* **JOB**
Give back the full listing, character for character, with no pictures.

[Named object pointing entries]
>>

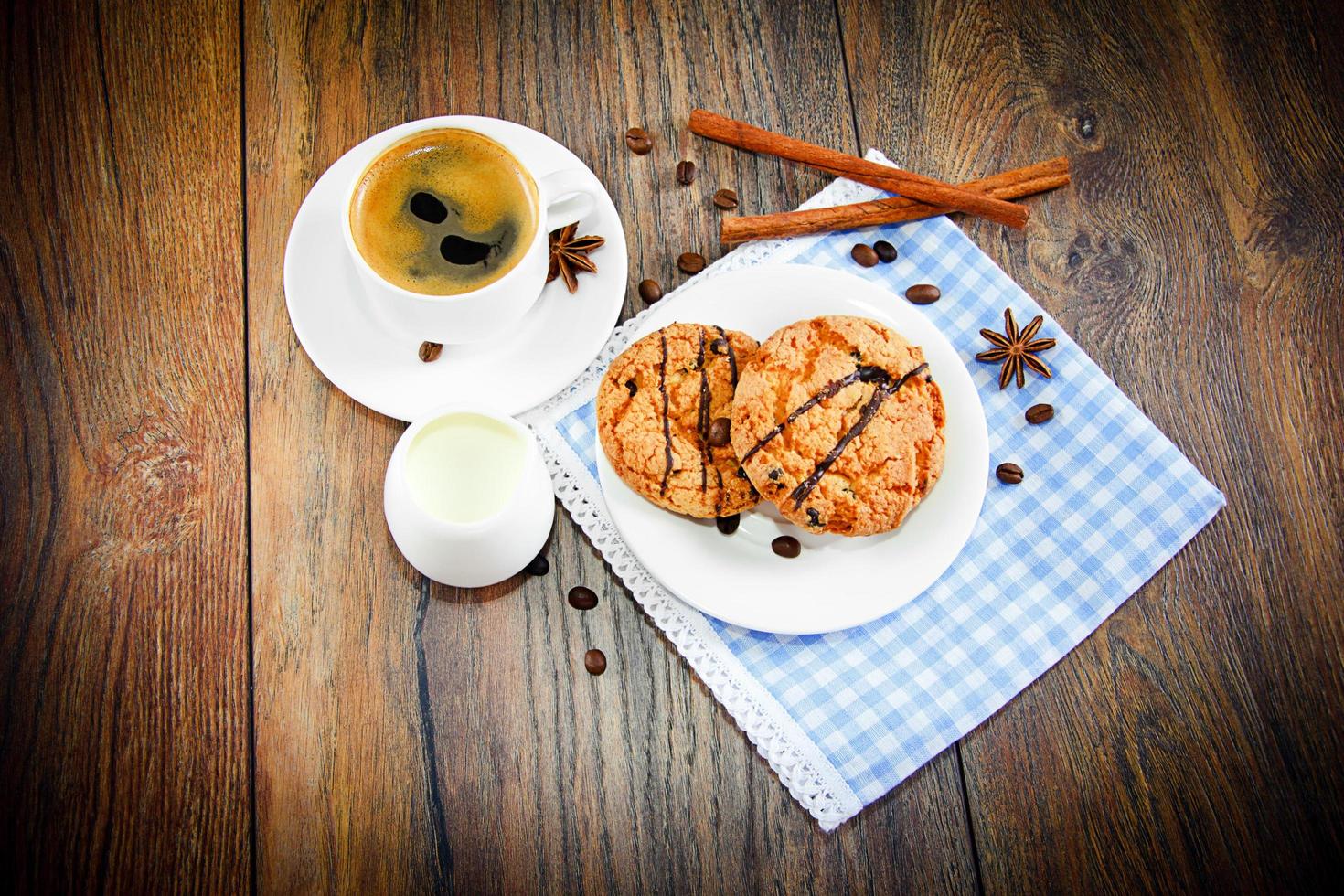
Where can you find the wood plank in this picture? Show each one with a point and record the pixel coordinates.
(1194, 743)
(123, 743)
(415, 738)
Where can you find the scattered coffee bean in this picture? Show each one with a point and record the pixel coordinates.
(582, 598)
(720, 432)
(540, 566)
(638, 142)
(649, 291)
(594, 661)
(691, 262)
(1038, 414)
(923, 293)
(864, 254)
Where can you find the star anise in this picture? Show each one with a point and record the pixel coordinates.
(1017, 349)
(569, 255)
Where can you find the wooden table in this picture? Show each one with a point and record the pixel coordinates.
(218, 672)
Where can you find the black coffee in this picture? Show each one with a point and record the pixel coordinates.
(443, 211)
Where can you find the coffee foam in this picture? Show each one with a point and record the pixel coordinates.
(489, 197)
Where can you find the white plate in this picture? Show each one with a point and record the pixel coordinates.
(837, 581)
(379, 367)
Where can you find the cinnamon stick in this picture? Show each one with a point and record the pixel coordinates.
(1009, 185)
(743, 136)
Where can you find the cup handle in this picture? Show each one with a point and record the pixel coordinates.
(569, 197)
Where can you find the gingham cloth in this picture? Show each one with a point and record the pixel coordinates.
(1106, 501)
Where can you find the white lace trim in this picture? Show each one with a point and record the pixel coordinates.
(808, 774)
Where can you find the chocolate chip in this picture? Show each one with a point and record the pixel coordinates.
(594, 661)
(1038, 414)
(582, 598)
(720, 432)
(864, 254)
(871, 374)
(649, 291)
(923, 293)
(638, 142)
(691, 262)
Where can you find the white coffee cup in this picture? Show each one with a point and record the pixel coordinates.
(565, 197)
(466, 496)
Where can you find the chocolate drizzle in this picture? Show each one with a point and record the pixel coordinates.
(827, 391)
(702, 423)
(667, 426)
(869, 411)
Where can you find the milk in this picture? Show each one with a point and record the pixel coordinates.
(465, 466)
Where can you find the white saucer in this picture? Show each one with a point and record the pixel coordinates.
(837, 581)
(379, 367)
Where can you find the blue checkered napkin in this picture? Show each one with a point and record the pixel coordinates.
(1106, 501)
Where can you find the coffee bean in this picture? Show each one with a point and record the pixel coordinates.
(649, 291)
(864, 254)
(1038, 414)
(638, 142)
(923, 293)
(582, 598)
(720, 432)
(691, 262)
(594, 661)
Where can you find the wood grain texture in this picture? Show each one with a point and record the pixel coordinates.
(1194, 741)
(414, 736)
(123, 747)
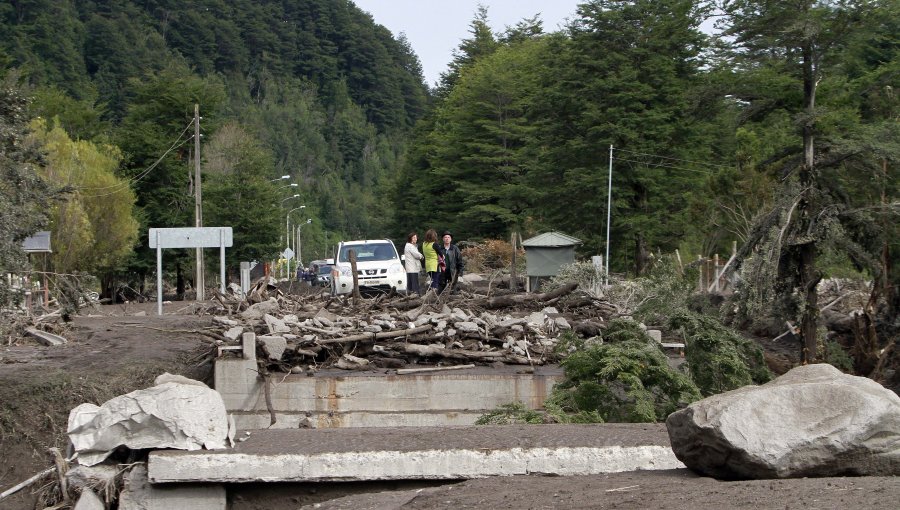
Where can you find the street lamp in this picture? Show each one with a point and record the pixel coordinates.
(287, 232)
(297, 243)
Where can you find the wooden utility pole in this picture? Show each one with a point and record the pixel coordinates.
(513, 280)
(199, 284)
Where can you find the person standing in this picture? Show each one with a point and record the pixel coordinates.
(412, 260)
(454, 263)
(432, 252)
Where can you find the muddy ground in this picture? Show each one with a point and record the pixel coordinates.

<<

* **ANSWER IN FULL**
Where can you find the wood plank in this picture? Show each one with a point and record the pixel coordinates.
(1194, 743)
(123, 743)
(415, 738)
Where can you find the scattered coffee bean in this picture? Show each one with a point and record the pixel coordinates.
(582, 598)
(720, 432)
(540, 566)
(638, 142)
(649, 291)
(594, 661)
(691, 262)
(1038, 414)
(923, 293)
(864, 254)
Where can you find the star anise in this picture? Show each one with a point and record the pixel coordinates.
(1017, 349)
(569, 255)
Where can you find the wooden table in this picture? Show each one with a point and record the pixel coordinates.
(218, 672)
Where can you find the black coffee in this picture? Show each one with a point and record the pixel coordinates.
(443, 211)
Where can you find the coffee foam in this picture? Show each one with a point and record the pixel coordinates.
(489, 197)
Where can you find the white plate in this picture? Show each one with a point and record the pixel coordinates.
(837, 581)
(379, 367)
Where can you find the cinnamon stick in this picture? Show each one with a point and record the pixel coordinates.
(1009, 185)
(743, 136)
Where can you find the cup handle in this picture? Show each one with a point and record the pixel coordinates.
(569, 197)
Where can you find the gingham cloth in this picture? Show each one with a point and record the pixel coordinates.
(1106, 501)
Where can you find the white lace trim in this picture? Show each one with a point and record the pixel coordinates.
(808, 774)
Where can you find the chocolate chip in this picture? Show each one with a point and record the pixel coordinates.
(594, 661)
(1038, 414)
(582, 598)
(720, 432)
(864, 254)
(871, 374)
(649, 291)
(923, 293)
(638, 142)
(691, 262)
Where can you find the white coffee cup in this picture? Show each one with a point and record the pixel coordinates.
(565, 197)
(466, 496)
Where can you find the chocolate drizzle in this picture? Show each one with a point and record the pixel coordinates.
(827, 391)
(702, 423)
(667, 426)
(869, 411)
Where can you find the milk in this picture? Show each one with a point and record the pixel coordinates.
(465, 466)
Where can you find the white saucer in this picture? Show each one with a point and record the pixel coordinates.
(837, 581)
(379, 367)
Where can you find the blue checkered napkin in this picture? Show each one with a point and record the pixel coordinates.
(1106, 501)
Where can you find the coffee bean in this picture? Show each one with a point and record the pixel coordinates.
(649, 291)
(864, 254)
(1038, 414)
(638, 142)
(923, 293)
(582, 598)
(720, 432)
(691, 262)
(594, 661)
Where can you find the wood grain texture in this picture? Show each one with a point and record the pixel coordinates.
(1194, 741)
(414, 736)
(123, 747)
Where can you find the street lamp in this picture? Show each one with a point and record the pixel coordinates.
(287, 232)
(297, 243)
Where can you find the wooden utility pole in this picture? Show each one with a point and record the pixel coordinates.
(513, 280)
(199, 284)
Where can you find the person standing in this picture? Show each one with a point and record the pixel coordinates.
(412, 260)
(454, 263)
(432, 252)
Where can you find the muddy ground in this picture? Show each one with a point and record the pixel coordinates.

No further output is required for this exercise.